§ Request
Pull out every line in the data below that contains the word "white". Matching is case-sensitive.
── Supplied data
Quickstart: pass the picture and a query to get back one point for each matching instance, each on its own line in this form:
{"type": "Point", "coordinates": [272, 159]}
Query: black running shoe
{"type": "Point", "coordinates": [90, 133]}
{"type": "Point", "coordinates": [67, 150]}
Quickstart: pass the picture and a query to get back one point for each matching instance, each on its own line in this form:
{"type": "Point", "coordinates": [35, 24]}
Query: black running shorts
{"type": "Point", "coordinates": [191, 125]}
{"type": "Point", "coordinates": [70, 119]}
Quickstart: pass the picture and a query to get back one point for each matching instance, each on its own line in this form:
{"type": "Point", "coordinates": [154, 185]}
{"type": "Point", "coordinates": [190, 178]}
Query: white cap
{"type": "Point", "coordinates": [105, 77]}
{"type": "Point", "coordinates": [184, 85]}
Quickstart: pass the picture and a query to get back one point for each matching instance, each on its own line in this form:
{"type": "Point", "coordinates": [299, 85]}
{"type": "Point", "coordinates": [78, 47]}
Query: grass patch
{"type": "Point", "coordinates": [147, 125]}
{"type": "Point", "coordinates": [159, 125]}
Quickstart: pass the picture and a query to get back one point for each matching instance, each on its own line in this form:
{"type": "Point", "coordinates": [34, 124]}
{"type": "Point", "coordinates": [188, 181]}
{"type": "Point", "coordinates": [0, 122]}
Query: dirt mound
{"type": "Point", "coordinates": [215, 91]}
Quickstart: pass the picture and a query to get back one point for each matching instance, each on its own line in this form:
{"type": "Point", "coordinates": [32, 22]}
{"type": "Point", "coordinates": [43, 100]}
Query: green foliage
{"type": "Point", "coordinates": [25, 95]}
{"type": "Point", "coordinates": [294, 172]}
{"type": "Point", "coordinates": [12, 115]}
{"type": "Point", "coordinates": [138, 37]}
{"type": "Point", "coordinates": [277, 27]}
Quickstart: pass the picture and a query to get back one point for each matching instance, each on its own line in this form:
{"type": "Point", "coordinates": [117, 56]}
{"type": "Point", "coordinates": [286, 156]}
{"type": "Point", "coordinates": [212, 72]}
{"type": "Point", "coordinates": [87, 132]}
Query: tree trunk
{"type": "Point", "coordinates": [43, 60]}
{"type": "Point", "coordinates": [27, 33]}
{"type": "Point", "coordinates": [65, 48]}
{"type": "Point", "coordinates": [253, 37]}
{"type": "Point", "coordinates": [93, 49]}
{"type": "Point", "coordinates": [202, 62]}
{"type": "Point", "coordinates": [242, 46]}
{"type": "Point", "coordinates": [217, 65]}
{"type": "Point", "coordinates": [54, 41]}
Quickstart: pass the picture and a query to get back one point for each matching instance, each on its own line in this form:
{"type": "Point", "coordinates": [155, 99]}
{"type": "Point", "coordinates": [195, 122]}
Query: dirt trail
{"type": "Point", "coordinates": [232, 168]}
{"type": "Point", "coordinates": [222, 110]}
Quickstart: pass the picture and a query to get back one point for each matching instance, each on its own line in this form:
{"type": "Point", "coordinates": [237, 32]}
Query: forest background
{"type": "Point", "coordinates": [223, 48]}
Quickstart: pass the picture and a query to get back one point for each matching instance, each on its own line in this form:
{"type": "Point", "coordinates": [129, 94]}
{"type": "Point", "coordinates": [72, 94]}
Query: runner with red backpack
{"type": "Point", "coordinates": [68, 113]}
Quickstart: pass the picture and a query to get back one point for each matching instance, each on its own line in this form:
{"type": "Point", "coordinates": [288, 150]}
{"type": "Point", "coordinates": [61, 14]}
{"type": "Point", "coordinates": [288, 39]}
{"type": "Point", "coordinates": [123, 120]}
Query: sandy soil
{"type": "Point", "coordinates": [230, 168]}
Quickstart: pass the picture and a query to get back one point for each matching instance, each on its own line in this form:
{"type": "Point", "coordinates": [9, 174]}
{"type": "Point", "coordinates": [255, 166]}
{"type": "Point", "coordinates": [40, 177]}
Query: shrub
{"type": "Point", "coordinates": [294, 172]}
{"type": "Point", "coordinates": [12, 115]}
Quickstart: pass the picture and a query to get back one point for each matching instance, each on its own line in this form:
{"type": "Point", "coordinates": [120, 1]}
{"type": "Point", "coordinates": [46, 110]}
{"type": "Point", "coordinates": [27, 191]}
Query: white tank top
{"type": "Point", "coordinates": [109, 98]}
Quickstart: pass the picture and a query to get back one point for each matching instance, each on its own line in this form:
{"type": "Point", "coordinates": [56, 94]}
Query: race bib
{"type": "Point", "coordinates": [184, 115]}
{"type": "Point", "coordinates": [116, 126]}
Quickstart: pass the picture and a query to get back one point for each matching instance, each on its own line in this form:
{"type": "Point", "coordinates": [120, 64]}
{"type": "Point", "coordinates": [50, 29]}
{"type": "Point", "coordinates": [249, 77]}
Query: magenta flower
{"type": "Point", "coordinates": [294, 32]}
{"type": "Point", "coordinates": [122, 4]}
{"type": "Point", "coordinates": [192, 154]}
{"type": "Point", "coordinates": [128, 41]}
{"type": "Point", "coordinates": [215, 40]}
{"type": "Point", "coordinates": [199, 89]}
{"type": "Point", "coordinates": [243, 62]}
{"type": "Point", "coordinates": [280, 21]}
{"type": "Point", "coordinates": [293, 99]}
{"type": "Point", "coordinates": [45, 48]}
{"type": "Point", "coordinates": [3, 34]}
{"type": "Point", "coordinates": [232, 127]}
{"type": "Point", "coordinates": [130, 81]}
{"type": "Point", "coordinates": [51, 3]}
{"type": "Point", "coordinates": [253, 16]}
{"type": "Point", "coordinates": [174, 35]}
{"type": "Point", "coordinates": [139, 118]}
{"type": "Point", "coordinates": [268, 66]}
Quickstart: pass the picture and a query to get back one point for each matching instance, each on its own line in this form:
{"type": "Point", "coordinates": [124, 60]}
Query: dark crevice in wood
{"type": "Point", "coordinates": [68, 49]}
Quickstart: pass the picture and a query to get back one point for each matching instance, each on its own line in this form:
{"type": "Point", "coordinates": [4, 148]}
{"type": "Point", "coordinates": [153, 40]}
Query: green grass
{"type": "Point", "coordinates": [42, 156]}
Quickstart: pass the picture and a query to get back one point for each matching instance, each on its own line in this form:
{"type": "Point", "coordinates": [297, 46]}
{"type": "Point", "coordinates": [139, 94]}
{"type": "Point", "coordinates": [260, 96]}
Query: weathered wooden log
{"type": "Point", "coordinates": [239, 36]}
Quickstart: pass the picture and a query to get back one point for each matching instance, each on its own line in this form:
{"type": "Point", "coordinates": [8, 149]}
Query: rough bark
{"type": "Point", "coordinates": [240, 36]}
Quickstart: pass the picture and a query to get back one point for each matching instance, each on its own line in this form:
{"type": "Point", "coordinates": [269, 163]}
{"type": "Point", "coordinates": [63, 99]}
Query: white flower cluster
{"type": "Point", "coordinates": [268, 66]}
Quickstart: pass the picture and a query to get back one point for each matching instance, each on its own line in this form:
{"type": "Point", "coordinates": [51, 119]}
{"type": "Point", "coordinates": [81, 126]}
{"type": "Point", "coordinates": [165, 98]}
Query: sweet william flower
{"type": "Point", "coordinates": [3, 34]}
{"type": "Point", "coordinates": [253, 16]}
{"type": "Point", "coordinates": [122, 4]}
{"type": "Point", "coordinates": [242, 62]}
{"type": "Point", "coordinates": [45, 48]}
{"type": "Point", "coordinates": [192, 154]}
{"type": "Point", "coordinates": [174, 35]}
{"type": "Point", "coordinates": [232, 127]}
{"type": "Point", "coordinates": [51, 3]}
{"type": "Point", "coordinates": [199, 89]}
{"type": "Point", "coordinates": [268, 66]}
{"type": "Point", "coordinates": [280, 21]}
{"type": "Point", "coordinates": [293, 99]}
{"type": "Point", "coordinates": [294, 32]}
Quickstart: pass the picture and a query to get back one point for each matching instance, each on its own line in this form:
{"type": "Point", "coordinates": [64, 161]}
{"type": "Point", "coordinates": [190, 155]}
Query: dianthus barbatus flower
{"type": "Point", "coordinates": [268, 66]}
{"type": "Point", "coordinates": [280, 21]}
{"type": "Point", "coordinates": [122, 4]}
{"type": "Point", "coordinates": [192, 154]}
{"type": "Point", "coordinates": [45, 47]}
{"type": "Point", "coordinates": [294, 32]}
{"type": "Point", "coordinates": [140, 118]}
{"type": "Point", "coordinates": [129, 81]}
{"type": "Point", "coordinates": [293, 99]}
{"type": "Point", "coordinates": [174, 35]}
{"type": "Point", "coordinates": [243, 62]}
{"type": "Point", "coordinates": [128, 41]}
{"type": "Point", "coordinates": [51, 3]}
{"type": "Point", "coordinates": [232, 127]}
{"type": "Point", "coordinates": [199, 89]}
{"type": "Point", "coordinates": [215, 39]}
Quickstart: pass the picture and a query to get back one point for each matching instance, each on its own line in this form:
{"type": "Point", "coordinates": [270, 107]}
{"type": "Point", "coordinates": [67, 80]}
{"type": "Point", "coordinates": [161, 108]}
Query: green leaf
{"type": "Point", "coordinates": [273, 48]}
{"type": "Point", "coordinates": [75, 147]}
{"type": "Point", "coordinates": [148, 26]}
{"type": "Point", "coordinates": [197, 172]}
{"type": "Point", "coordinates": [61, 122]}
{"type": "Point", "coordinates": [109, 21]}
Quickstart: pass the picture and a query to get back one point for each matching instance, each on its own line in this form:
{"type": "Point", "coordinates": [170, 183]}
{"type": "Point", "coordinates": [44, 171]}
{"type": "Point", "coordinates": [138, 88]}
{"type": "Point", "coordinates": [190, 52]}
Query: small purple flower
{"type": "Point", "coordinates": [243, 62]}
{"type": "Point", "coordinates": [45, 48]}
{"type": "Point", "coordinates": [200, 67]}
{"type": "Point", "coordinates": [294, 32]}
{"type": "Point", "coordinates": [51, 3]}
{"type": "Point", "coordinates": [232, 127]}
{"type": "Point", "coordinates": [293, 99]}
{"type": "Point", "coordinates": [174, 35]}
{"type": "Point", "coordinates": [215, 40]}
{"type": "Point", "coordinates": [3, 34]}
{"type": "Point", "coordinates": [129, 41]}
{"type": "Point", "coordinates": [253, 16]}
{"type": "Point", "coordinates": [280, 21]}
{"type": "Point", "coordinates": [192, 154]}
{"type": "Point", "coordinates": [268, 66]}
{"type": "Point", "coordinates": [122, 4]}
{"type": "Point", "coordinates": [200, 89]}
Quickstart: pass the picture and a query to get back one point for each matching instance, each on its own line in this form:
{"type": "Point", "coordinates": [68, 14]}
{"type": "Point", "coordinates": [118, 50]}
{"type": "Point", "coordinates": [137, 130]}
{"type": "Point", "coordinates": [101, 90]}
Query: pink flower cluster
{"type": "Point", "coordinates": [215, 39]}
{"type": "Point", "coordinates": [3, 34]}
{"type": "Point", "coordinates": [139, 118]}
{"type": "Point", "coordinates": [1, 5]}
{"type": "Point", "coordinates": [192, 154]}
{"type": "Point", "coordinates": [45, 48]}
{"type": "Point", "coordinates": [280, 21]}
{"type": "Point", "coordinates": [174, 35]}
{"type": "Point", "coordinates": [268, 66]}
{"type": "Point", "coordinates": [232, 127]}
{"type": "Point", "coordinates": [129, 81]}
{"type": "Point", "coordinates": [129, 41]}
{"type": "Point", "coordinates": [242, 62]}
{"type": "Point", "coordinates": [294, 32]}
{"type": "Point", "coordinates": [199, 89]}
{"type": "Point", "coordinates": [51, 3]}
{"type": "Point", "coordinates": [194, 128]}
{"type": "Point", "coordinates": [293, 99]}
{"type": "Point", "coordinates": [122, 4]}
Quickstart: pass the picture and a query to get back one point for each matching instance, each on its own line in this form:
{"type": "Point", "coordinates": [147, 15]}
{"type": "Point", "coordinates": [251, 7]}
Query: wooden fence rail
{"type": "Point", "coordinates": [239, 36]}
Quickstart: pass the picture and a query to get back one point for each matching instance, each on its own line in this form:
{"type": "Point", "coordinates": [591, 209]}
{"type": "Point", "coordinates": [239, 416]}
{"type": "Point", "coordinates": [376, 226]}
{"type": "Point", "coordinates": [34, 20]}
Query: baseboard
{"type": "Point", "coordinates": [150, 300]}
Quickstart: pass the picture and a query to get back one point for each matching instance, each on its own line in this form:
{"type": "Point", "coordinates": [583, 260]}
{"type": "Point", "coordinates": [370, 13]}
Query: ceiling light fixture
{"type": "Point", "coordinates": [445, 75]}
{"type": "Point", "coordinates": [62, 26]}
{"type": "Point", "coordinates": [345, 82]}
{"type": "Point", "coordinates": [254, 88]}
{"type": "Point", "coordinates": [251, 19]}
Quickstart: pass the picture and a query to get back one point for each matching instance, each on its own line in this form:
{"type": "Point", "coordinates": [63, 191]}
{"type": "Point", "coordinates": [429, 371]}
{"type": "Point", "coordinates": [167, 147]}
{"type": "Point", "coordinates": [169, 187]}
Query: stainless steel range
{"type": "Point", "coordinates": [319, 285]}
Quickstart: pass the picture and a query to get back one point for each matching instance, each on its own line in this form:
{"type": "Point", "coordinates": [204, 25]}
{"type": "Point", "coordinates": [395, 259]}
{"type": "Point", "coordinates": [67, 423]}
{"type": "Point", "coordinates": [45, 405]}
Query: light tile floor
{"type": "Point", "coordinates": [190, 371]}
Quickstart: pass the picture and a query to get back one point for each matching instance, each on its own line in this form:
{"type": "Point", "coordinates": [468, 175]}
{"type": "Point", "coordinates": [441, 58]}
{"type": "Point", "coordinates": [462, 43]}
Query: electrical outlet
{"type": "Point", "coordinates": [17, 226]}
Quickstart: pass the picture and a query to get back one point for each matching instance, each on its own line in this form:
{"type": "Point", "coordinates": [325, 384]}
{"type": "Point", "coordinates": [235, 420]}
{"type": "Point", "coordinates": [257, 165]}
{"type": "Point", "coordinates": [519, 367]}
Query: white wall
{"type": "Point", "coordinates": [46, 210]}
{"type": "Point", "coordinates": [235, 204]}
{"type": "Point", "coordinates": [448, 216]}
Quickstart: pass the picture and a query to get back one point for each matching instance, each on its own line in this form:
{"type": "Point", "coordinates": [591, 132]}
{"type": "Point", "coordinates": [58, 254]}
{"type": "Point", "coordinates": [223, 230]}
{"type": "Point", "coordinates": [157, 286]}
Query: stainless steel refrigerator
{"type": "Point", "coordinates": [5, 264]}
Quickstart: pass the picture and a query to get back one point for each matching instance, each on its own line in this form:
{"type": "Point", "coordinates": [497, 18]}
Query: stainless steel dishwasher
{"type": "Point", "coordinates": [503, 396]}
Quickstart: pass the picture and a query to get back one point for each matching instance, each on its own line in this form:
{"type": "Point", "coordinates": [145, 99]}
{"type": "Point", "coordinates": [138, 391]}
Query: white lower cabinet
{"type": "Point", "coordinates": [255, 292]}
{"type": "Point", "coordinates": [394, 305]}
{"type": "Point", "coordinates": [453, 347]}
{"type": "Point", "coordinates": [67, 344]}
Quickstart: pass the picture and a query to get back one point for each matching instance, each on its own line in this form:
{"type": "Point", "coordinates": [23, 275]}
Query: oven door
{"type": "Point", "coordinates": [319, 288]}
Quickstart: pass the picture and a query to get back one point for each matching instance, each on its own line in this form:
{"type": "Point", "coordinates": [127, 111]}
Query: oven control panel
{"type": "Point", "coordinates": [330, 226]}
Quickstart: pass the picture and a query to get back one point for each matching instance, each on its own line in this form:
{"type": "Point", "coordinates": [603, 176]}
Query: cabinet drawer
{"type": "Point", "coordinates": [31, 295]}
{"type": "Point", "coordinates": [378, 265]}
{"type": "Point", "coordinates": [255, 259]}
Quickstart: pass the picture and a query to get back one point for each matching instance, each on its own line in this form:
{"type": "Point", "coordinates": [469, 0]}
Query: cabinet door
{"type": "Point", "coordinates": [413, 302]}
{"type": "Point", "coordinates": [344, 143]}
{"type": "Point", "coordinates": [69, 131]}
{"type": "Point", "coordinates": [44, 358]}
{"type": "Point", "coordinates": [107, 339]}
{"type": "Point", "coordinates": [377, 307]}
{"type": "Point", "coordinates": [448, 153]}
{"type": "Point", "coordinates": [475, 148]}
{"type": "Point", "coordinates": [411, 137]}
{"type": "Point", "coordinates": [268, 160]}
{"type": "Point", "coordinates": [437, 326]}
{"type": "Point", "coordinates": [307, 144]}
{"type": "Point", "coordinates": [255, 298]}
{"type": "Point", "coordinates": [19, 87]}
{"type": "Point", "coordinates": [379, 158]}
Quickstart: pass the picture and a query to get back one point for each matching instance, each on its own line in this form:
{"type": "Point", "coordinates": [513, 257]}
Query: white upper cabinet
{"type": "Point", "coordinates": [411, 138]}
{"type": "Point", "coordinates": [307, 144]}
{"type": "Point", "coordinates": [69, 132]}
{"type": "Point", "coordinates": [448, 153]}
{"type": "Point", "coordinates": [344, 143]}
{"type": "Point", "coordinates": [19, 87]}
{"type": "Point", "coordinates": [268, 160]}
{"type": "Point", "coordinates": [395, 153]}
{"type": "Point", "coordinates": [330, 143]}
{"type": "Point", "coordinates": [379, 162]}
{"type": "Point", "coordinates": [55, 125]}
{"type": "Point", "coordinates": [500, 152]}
────
§ Result of the task
Query: white cap
Query: white tank top
Query: white flower cluster
Query: white wall
Query: white lower cabinet
Query: white upper cabinet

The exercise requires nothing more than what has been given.